Copy out the lines beginning with the one that contains "Target: interior doorway" and ending with the last line below, exactly as they stand. Pictures are not copied.

[Opening Data section]

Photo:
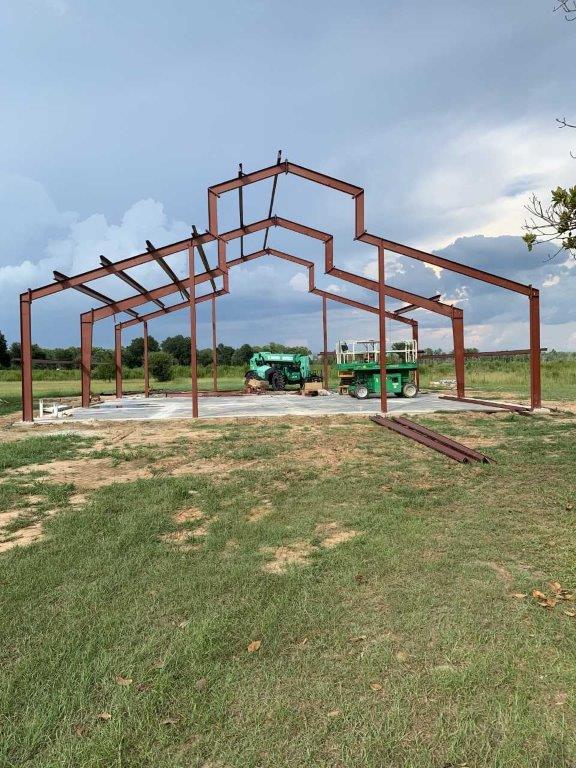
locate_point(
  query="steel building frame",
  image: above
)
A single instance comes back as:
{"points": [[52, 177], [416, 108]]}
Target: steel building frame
{"points": [[187, 287], [325, 295]]}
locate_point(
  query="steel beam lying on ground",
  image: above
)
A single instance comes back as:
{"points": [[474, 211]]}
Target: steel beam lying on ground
{"points": [[431, 439]]}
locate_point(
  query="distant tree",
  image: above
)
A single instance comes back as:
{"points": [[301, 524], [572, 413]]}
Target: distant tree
{"points": [[133, 354], [224, 354], [37, 352], [205, 356], [178, 347], [105, 368], [65, 354], [242, 355], [100, 354], [276, 347], [161, 366], [4, 354]]}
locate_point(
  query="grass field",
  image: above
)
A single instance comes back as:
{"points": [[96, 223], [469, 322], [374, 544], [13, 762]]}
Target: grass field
{"points": [[493, 378], [312, 593]]}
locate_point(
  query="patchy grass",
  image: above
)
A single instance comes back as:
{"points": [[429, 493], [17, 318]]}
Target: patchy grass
{"points": [[148, 626], [40, 450]]}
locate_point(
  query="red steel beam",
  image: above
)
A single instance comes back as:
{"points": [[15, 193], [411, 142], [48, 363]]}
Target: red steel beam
{"points": [[214, 351], [127, 279], [382, 330], [193, 349], [26, 355], [361, 234], [118, 358], [123, 264], [411, 307], [535, 373], [325, 340], [145, 361], [86, 326]]}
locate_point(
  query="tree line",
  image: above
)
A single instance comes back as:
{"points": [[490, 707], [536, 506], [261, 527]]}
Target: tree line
{"points": [[176, 348]]}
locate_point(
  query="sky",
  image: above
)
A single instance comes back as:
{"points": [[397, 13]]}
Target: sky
{"points": [[116, 117]]}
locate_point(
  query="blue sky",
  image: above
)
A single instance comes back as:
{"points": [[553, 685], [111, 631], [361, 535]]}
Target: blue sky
{"points": [[117, 116]]}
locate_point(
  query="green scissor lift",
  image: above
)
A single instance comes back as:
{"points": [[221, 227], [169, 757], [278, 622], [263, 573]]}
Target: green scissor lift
{"points": [[358, 364]]}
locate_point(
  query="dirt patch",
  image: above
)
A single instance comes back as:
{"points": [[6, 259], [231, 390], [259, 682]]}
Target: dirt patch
{"points": [[23, 537], [281, 558], [186, 539], [501, 571], [188, 515], [258, 513], [298, 552], [333, 534], [176, 537]]}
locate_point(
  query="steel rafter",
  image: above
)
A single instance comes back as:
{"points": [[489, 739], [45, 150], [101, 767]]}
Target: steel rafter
{"points": [[380, 286]]}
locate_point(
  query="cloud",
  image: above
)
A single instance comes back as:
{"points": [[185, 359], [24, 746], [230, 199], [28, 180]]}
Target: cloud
{"points": [[476, 180], [268, 297], [299, 282]]}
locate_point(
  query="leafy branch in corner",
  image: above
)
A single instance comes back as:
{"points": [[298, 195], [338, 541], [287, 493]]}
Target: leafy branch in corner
{"points": [[568, 7], [555, 223]]}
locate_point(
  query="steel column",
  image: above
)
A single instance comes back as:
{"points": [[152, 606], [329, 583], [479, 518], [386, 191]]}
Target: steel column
{"points": [[26, 356], [86, 325], [145, 361], [382, 329], [214, 352], [118, 359], [325, 335], [535, 383], [458, 336], [193, 353], [415, 338]]}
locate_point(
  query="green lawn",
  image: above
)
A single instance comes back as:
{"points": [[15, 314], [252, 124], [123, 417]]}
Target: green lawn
{"points": [[378, 578]]}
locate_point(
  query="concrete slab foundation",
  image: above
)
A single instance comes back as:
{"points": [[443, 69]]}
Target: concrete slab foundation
{"points": [[251, 406]]}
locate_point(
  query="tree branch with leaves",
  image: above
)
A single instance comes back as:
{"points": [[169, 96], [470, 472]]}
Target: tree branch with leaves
{"points": [[555, 223]]}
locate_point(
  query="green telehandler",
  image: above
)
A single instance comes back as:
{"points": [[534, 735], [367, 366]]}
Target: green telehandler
{"points": [[280, 369]]}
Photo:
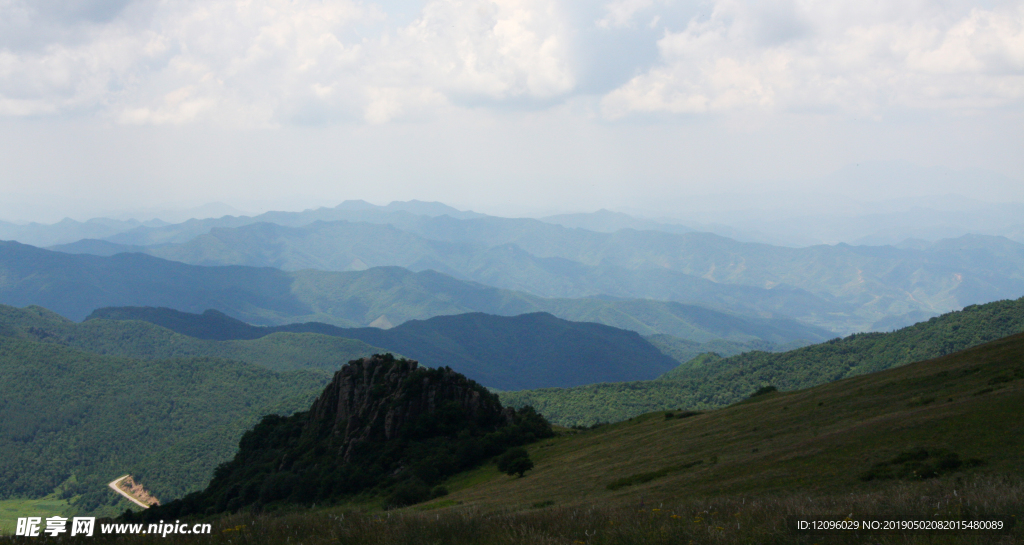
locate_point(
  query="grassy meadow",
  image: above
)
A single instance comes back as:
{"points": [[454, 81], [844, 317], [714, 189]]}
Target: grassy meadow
{"points": [[932, 441]]}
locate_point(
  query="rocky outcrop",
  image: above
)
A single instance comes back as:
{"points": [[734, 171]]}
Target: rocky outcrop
{"points": [[382, 426], [376, 397]]}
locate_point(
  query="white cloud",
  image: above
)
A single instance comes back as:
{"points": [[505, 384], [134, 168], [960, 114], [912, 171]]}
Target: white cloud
{"points": [[267, 63], [858, 57]]}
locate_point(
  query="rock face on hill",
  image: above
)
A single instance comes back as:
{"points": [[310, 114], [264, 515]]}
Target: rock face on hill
{"points": [[382, 427], [380, 399]]}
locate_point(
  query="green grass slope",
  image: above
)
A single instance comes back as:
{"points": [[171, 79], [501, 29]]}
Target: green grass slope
{"points": [[279, 351], [956, 416], [724, 381], [74, 420]]}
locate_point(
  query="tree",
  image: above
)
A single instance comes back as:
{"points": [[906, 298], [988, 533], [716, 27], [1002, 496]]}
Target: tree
{"points": [[515, 461]]}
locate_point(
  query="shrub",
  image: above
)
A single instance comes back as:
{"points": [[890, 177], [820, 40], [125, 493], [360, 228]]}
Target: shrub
{"points": [[515, 461]]}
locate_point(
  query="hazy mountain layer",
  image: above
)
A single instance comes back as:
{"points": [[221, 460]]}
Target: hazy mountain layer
{"points": [[505, 352], [76, 285], [843, 288], [711, 382], [278, 351]]}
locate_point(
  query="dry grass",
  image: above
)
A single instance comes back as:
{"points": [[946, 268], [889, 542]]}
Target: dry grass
{"points": [[719, 520], [780, 455]]}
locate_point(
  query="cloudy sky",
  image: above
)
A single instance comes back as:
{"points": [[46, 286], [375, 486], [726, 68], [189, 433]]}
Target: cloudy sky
{"points": [[504, 106]]}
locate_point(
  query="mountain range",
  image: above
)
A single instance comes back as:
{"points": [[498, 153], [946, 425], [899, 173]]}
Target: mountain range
{"points": [[76, 285], [505, 352], [841, 288], [711, 381]]}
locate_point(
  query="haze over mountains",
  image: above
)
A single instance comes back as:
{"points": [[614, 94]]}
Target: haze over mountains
{"points": [[841, 288]]}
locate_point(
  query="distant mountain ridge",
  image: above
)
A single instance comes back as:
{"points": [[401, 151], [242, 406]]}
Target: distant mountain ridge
{"points": [[843, 288], [505, 352], [76, 285], [714, 382]]}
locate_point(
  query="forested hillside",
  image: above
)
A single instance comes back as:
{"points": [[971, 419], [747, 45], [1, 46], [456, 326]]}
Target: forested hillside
{"points": [[713, 382], [74, 420]]}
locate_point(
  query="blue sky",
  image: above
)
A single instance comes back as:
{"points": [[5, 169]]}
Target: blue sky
{"points": [[505, 106]]}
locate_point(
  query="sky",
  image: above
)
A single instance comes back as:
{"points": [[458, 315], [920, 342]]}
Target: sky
{"points": [[507, 107]]}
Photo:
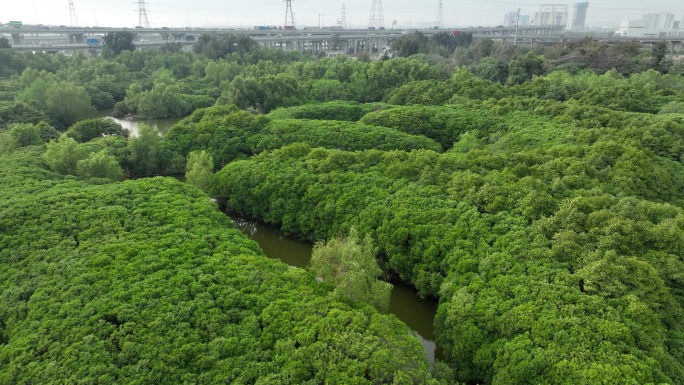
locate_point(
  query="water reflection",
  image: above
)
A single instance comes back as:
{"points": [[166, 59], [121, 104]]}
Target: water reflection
{"points": [[405, 304], [132, 123]]}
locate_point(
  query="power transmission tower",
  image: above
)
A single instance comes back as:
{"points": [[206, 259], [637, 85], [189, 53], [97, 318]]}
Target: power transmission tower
{"points": [[142, 15], [72, 14], [343, 23], [376, 20], [439, 20], [289, 17], [517, 24]]}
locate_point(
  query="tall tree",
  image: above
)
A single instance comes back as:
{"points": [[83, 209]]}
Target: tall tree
{"points": [[349, 264], [199, 169]]}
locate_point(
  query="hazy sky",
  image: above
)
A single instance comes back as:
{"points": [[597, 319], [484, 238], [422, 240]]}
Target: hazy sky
{"points": [[233, 13]]}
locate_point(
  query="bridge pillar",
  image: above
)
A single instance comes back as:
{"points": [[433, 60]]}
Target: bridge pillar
{"points": [[76, 38]]}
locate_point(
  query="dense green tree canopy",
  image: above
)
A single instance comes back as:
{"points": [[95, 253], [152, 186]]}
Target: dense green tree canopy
{"points": [[146, 282], [536, 192]]}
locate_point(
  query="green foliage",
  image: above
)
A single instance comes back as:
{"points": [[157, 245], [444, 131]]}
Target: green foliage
{"points": [[349, 264], [333, 110], [147, 154], [199, 170], [25, 134], [144, 281], [99, 165], [89, 129], [62, 156], [67, 103]]}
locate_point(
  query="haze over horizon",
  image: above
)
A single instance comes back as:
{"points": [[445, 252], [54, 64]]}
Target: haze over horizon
{"points": [[408, 14]]}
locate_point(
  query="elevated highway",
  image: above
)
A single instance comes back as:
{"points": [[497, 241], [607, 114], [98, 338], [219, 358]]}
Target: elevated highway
{"points": [[317, 40]]}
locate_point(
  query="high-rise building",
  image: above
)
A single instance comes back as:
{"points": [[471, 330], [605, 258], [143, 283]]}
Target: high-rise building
{"points": [[524, 20], [510, 19], [579, 16], [552, 15], [658, 21]]}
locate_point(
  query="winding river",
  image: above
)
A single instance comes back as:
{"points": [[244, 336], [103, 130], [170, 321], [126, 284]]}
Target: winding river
{"points": [[405, 304], [417, 313]]}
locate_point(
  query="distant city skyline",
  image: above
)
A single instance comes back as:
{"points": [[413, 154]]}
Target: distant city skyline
{"points": [[233, 14]]}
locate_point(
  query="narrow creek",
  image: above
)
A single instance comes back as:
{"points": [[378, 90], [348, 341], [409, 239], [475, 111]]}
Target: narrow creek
{"points": [[417, 313], [405, 304], [132, 123]]}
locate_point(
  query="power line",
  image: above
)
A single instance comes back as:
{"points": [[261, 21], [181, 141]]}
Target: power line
{"points": [[73, 20], [289, 16], [377, 19], [143, 21], [439, 20], [343, 22]]}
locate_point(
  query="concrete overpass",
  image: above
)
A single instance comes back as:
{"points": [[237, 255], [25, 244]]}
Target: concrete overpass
{"points": [[316, 40]]}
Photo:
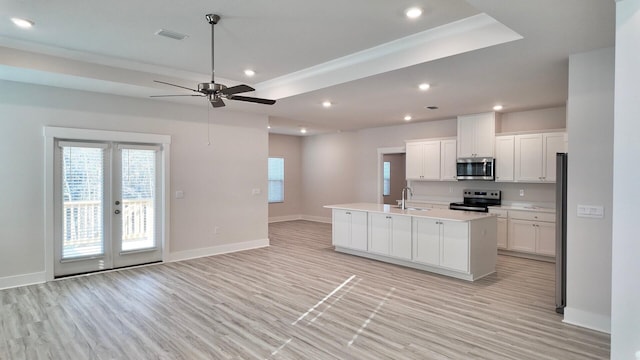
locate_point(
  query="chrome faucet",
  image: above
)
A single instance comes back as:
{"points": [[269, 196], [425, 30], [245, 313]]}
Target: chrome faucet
{"points": [[404, 198]]}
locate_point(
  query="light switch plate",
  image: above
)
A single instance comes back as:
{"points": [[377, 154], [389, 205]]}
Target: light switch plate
{"points": [[591, 211]]}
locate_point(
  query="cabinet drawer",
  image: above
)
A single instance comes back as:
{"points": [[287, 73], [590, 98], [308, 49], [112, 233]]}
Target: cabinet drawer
{"points": [[499, 212], [532, 216]]}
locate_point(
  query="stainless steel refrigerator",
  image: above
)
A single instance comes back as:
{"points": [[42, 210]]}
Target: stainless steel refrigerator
{"points": [[561, 232]]}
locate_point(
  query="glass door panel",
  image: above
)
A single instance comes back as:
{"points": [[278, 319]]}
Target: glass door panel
{"points": [[138, 199], [107, 200]]}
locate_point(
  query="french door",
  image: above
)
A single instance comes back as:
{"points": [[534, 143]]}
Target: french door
{"points": [[107, 205]]}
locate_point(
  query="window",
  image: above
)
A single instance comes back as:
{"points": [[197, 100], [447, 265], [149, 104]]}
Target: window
{"points": [[276, 180], [386, 176]]}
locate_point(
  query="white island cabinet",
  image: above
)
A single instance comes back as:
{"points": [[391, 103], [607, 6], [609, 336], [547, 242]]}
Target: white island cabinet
{"points": [[448, 242], [350, 229]]}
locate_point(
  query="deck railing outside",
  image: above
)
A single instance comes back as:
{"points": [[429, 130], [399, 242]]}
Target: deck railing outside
{"points": [[83, 233]]}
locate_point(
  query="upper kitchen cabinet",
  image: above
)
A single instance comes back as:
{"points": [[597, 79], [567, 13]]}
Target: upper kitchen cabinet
{"points": [[504, 158], [431, 160], [476, 135], [535, 156]]}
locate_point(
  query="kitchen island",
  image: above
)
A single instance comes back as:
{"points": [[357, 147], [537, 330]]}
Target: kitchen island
{"points": [[459, 244]]}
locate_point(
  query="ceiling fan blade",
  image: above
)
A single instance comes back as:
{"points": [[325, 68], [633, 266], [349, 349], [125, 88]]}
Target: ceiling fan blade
{"points": [[170, 84], [236, 89], [252, 99], [175, 95], [217, 102]]}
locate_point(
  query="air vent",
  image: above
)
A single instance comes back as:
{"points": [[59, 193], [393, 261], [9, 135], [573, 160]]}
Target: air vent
{"points": [[171, 34]]}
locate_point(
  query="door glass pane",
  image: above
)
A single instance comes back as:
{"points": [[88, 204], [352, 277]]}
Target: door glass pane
{"points": [[138, 199], [82, 197]]}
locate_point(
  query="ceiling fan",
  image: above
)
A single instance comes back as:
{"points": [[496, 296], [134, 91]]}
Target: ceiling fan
{"points": [[213, 91]]}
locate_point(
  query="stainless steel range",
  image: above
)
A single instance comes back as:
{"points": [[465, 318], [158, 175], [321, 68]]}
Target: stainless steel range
{"points": [[478, 200]]}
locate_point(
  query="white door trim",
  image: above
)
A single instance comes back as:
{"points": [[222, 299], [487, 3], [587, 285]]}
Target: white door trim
{"points": [[381, 153], [52, 133]]}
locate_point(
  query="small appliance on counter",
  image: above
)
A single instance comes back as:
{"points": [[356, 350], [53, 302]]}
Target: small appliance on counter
{"points": [[475, 169], [478, 200]]}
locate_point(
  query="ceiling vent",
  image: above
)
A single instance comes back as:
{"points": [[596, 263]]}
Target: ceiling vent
{"points": [[171, 34]]}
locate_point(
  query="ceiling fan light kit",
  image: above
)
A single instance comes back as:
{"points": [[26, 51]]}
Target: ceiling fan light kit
{"points": [[216, 92]]}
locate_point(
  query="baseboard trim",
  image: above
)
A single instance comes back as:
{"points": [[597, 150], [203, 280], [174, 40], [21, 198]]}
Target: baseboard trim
{"points": [[218, 250], [587, 320], [22, 280], [316, 219], [285, 218]]}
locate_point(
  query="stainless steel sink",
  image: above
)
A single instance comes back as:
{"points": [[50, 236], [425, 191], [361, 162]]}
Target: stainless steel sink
{"points": [[411, 208]]}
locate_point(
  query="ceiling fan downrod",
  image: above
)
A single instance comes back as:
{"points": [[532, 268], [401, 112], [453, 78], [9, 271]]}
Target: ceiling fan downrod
{"points": [[213, 20]]}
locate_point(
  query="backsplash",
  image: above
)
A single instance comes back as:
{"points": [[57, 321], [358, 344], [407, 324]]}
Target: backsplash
{"points": [[449, 191]]}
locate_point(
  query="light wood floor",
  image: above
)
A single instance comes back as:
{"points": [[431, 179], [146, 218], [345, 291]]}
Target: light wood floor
{"points": [[297, 299]]}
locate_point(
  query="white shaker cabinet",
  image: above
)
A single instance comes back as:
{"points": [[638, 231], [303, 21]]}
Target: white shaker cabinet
{"points": [[504, 158], [432, 160], [535, 156], [423, 160], [390, 235], [441, 243], [476, 135], [502, 231], [350, 229]]}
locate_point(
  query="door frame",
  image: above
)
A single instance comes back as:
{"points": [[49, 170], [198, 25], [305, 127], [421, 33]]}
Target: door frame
{"points": [[381, 153], [52, 133]]}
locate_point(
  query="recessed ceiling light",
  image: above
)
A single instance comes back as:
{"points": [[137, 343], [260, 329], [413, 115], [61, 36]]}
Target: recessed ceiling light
{"points": [[171, 34], [413, 13], [23, 23]]}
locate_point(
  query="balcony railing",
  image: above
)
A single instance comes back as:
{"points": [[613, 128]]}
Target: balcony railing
{"points": [[82, 229]]}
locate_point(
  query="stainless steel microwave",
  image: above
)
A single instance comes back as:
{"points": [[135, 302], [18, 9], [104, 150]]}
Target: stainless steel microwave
{"points": [[475, 169]]}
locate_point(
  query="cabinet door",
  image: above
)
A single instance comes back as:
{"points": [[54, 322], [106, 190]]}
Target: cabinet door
{"points": [[502, 233], [426, 241], [504, 158], [466, 136], [401, 237], [553, 143], [431, 164], [341, 228], [522, 235], [358, 230], [414, 159], [454, 247], [546, 239], [448, 157], [485, 135], [379, 233], [528, 155]]}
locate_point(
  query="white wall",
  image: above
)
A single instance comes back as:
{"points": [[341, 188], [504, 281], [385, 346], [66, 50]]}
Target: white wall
{"points": [[217, 179], [290, 148], [356, 163], [590, 174], [625, 289]]}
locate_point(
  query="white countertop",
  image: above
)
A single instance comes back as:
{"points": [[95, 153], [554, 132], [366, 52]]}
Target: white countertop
{"points": [[441, 214], [524, 208]]}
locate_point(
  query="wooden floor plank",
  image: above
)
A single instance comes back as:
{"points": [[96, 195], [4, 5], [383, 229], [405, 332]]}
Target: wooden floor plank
{"points": [[297, 299]]}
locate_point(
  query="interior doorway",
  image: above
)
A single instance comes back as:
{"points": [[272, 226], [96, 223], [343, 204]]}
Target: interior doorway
{"points": [[393, 177]]}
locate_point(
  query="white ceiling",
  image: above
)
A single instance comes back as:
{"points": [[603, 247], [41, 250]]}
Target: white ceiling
{"points": [[363, 55]]}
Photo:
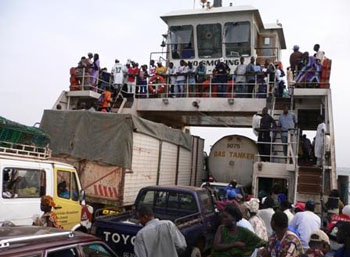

[Closing Data section]

- _Solution_:
Target: interior doorway
{"points": [[393, 177]]}
locate_point(
  query="white ceiling",
  image: above
)
A single instance comes back as:
{"points": [[603, 247], [41, 250]]}
Target: white ceiling
{"points": [[363, 55]]}
Photo:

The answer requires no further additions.